Network SLA

Greetings
I am curious to know about any tools/techniques that a service provider uses
to assess an SLA before signing it. That is to say, how does an
administrator know if he/she can meet what he is promising. Is it based on
experience? Are there commonly used tools for this?
Thanks and best regards

Availability cannot be calculated in advance. It typically is based on
historical component failure information. Sound design ensures
redundancy and eliminates single point of failure.

As for the rest, CIR, Latency, Jitter, Loss ..... this can be tested
prior to customer handover with any number of tools and protocols
including IEEE 802.11ag/ah, ITU-T 1731, IETF RFC2544. Hand-helds are
typically not cost effective.

Rich Andreas
Comcast Network Engineering

Maybe the best way of addressing this is knowing exactly what we need to measure- if IP traffic, services or processes. If the timescale of a process (ie: MTTR's)and/or procedure or just data and/or voice traffic from point A to B. Or just scoping the measurments as being the performance of the core network, or only related to usage based service. And that takes us to the TMN model and to the bottom-up approach starting w/ the FCAPs.

you have fereware, shareware and licenced tools or most likely specific vendor-related tools and only linked to one vendor or one type of equipment. I am sure you've heard of RRD/MRTG, just like a few others that normally sit on the botton tier and have an upstream chain correlating the events. Most times the options are about suitablity and what the software version is prepared to report on so they are seen as more "suitable" to customers.

IME, the administrators don't have anything to do with what is signed. The "company" chooses what SLAs to sign with customers (typically whatever the customer requests, possibly with various levels of pricing for different agreements), but the operational staff are not involved.

If you're lucky, you have this information before you build and can -try- to build to suite. But most times, the SLAs are signed after you've built, and everyone just crosses their fingers.

IME.

..david

We use the BRIX active measurement instrumentation product to measure
round-trip, jitter, and packet loss SLA conformity.

Saqib Ilyas wrote:

Greetings
I am curious to know about any tools/techniques that a service provider uses
to assess an SLA before signing it. That is to say, how does an
administrator know if he/she can meet what he is promising. Is it based on
experience? Are there commonly used tools for this?
Thanks and best regards
  

Not necessarily as a direct answer (I am pretty sure there'll be others on this list giving details in the area of specific tools and standards), but I think this may be a question (especially considering your end result concern: *signing the SLA!) equally applicable to your legal department. In the environment we live, nowadays, the SLA could (should?!? ... unfortunately) be "refined" and (at the other end - i.e. receiving) "interpreted" by the lawyers, with possibly equal effects (mostly financial and as overall impact on the business) as the tools we (the technical people) would be using to measure latency, uptime, bandwidth, jitter, etc...

- **INFORMATION SUPPLIED**
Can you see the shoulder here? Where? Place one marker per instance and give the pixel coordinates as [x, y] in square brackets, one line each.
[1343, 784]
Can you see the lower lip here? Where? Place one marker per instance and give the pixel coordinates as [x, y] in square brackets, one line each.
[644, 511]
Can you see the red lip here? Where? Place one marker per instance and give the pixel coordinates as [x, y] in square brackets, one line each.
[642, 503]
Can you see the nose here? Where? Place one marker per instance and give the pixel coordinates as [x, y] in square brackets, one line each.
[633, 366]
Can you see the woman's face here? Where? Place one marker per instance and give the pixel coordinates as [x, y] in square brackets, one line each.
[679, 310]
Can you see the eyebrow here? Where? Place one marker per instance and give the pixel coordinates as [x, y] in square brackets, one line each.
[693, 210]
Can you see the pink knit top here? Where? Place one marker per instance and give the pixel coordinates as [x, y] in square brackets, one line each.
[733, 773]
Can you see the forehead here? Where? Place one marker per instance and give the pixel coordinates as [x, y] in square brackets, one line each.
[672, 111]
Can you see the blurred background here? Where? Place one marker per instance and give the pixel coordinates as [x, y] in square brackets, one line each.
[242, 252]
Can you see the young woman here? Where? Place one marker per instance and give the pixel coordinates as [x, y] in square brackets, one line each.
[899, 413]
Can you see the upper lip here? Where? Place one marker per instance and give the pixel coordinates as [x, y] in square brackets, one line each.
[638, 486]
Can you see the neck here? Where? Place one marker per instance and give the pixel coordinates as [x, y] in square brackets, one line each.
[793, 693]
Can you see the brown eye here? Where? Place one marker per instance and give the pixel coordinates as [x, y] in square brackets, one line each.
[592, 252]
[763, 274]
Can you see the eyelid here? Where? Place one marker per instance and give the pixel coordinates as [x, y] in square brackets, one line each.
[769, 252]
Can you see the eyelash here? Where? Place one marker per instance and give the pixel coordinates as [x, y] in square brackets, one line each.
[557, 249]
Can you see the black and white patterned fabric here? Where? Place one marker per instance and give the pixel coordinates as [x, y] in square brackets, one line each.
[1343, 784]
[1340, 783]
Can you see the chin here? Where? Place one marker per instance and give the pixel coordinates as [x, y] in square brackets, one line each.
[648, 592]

- **JOBS**
**A)** In the network SLA thread, which product does one reply say it uses to measure round-trip, jitter, and packet loss SLA conformity?
**B)** Why does the last reply in the network SLA thread suggest that assessing an SLA is also a matter for a legal department?
**C)** Can you duplicate the part of the network SLA thread starting at "Rich Andreas" and ending at "w/ the FCAPs."?
The entries are separate from the network SLA thread.

- **FINAL ANSWERS**
**A)** The BRIX active measurement instrumentation product.

**B)** Lawyers may refine the SLA on the provider's side and interpret it on the receiving side. That could have effects as large as those of the tools technical staff use to measure latency, uptime, bandwidth, and jitter, mostly financial and on the business as a whole.

**C)**
Rich Andreas
Comcast Network Engineering

Maybe the best way of addressing this is knowing exactly what we need to measure- if IP traffic, services or processes. If the timescale of a process (ie: MTTR's)and/or procedure or just data and/or voice traffic from point A to B. Or just scoping the measurments as being the performance of the core network, or only related to usage based service. And that takes us to the TMN model and to the bottom-up approach starting w/ the FCAPs.